SELECTED EXCERPT
::::::::::
187Beatz, Kendrick Lamar, and The Art of Curation

   

      It was a peaceful Saturday afternoon for me in Harbin, China, when Baltimore’s 187Beatz premiered his Exquisite Selections Vol.1 project in the United States on major platforms that weekend. I found myself grooving along to the effortlessly organic collaborations with some of the most talented musical artists to come out of Baltimore City. 187Beatz, with the depth and breadth of his immediate community, took the time to set up recording sessions, songwriting sessions, and many more meticulous, behind-the-scenes actions of coordination that make the process stand as strong as possible.





      It’s Summer 2019 by the time of this article’s debut, roughly 7-months after the premiere of that project and I still cannot get out of my head the grander implications of 187Beatz’s local triumph. In this Neo-DIY Renaissance for creatives, especially for developing mainstream Hip Hop spheres such as Baltimore City, the lines between artist and businessman have become more blurred than ever.

      Rap artists and Hip Hop Oriented artists in general want to be Jay-Z’s, 50 Cent’s, Diddy’s, Master P’s, or more Hip Hop business moguls while heavily neglecting and consequently diluting the quality of their own music. On the contrary, it’s been a damned shame to see local and mainstream artists (word to Teyana Taylor) create objectively great full-length projects only for the business aspects of pushing the project (sales, marketing, tours, live performances, accessibility, etc.) to be piss poor and virtually neutralize all potential for the project’s success. In the age of DIY and independent artistry, the balance between both worlds are paramount but difficult, which is why I am very much appreciative of 187Beatz bold work.

      187Beatz project will always solidify my grandeur appreciation of 2018 as being a year of CURATION. The simple concept of planning and execution that 187Beatz pulled off paralleled the strategies of Kendrick Lamar, Future, and Mike WiLL Made-It in their respective curated projects during the year of 2018.

      Everyone knows Kendrick Lamar as a megastar rapper, locking himself away for months from the world to export lyrical quality and a sound unlike anything his peers have out at the time whenever he drops. Kendrick Lamar comes out with a dynamic project roughly every 2-3 years that he infuses serious energy into. It is not that he hasn’t collaborated with others before, but the Black Panther album of 2018 forced Lamar to fully jump into the Executive Producer’s hat, charged with creating quality music (verses, hooks, songwriting, etc.) with multiple artists, even if Lamar himself wasn’t on the track.
::::::::::
(Dataset entries)
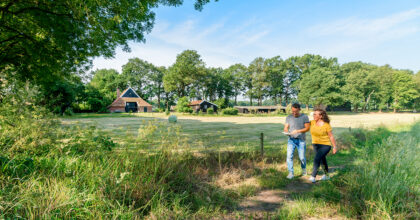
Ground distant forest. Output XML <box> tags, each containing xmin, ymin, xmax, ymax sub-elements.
<box><xmin>25</xmin><ymin>50</ymin><xmax>420</xmax><ymax>113</ymax></box>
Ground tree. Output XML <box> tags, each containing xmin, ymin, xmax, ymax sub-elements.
<box><xmin>248</xmin><ymin>57</ymin><xmax>268</xmax><ymax>105</ymax></box>
<box><xmin>298</xmin><ymin>67</ymin><xmax>341</xmax><ymax>106</ymax></box>
<box><xmin>413</xmin><ymin>71</ymin><xmax>420</xmax><ymax>110</ymax></box>
<box><xmin>148</xmin><ymin>66</ymin><xmax>167</xmax><ymax>108</ymax></box>
<box><xmin>176</xmin><ymin>96</ymin><xmax>193</xmax><ymax>113</ymax></box>
<box><xmin>291</xmin><ymin>54</ymin><xmax>342</xmax><ymax>110</ymax></box>
<box><xmin>371</xmin><ymin>65</ymin><xmax>395</xmax><ymax>111</ymax></box>
<box><xmin>89</xmin><ymin>69</ymin><xmax>120</xmax><ymax>102</ymax></box>
<box><xmin>282</xmin><ymin>56</ymin><xmax>301</xmax><ymax>105</ymax></box>
<box><xmin>264</xmin><ymin>56</ymin><xmax>286</xmax><ymax>105</ymax></box>
<box><xmin>342</xmin><ymin>62</ymin><xmax>379</xmax><ymax>112</ymax></box>
<box><xmin>163</xmin><ymin>50</ymin><xmax>206</xmax><ymax>97</ymax></box>
<box><xmin>392</xmin><ymin>70</ymin><xmax>420</xmax><ymax>112</ymax></box>
<box><xmin>120</xmin><ymin>58</ymin><xmax>154</xmax><ymax>100</ymax></box>
<box><xmin>0</xmin><ymin>0</ymin><xmax>213</xmax><ymax>83</ymax></box>
<box><xmin>225</xmin><ymin>64</ymin><xmax>247</xmax><ymax>105</ymax></box>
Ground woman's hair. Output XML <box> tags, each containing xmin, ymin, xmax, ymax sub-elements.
<box><xmin>314</xmin><ymin>108</ymin><xmax>330</xmax><ymax>123</ymax></box>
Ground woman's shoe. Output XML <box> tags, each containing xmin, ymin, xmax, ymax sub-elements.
<box><xmin>309</xmin><ymin>176</ymin><xmax>316</xmax><ymax>183</ymax></box>
<box><xmin>321</xmin><ymin>175</ymin><xmax>330</xmax><ymax>180</ymax></box>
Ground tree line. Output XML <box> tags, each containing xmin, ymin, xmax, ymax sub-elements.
<box><xmin>34</xmin><ymin>50</ymin><xmax>420</xmax><ymax>112</ymax></box>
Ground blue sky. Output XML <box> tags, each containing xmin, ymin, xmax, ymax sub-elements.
<box><xmin>92</xmin><ymin>0</ymin><xmax>420</xmax><ymax>72</ymax></box>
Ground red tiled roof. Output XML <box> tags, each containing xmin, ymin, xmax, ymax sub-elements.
<box><xmin>108</xmin><ymin>97</ymin><xmax>152</xmax><ymax>107</ymax></box>
<box><xmin>188</xmin><ymin>100</ymin><xmax>203</xmax><ymax>105</ymax></box>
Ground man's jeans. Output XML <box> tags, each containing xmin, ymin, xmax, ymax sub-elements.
<box><xmin>287</xmin><ymin>137</ymin><xmax>306</xmax><ymax>173</ymax></box>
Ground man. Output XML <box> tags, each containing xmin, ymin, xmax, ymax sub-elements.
<box><xmin>284</xmin><ymin>103</ymin><xmax>310</xmax><ymax>179</ymax></box>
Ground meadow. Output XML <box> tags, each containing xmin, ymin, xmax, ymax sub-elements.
<box><xmin>62</xmin><ymin>113</ymin><xmax>420</xmax><ymax>150</ymax></box>
<box><xmin>0</xmin><ymin>113</ymin><xmax>420</xmax><ymax>219</ymax></box>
::::::::::
WHAT YOU ARE ASKED TO DO
Carry on the article about 187Beatz, Kendrick Lamar, and curation, starting right after its final sentence about the Black Panther album.

EXERCISE RESULT
      Regardless, the critically acclaimed soundtrack album was able to be one of the best musical projects of 2018 in general, allowing for Jorja Smith to flex her captivating vocals on “I AM,” SZA to enchant us with a majestically haunting call to the ancestors with “All the Stars”, ROB x SBE to exhibit their brazenly infectious Bay Area energy, and for Kendrick to give us club bangers/chart toppers with Travis Scott and The Weeknd with “Big Shot” and “Pray for Me”. As bold as the attempt was to take a musical leap of faith, Kendrick Lamar and his team were able to sagaciously mix the musical and business dimensions together to stick the landing.








      Say what you want about Future, but he has inevitably been one of the greatest influencers and songwriters in the past 10 years. Say what you also want to say about the Superfly (2018) movie, but the official soundtrack flexed Future’s curation prowess and the championed Atlanta sound which has been running the music industry for over a decade now. We were able to hear Young Thug in his slimiest element with two tracks, Miguel in his casanova brashness with “R.A.N”, and more that added to the modern Atlanta mystique sound.




      Mike WiLL Made-It would also notably drop the Creed II official soundtrack, a theatrical project standing in its own right apart from the actual film. Featuring Migos, Rae Sremmurd, Gunna, Bon Iver, Ari Lennox, J.Cole, Tessa Thompson and more industry heavy hitters, the carefully curated smash-hit of an album exemplified the extended power of the modern producer who also has to wear the curator hat by consequence.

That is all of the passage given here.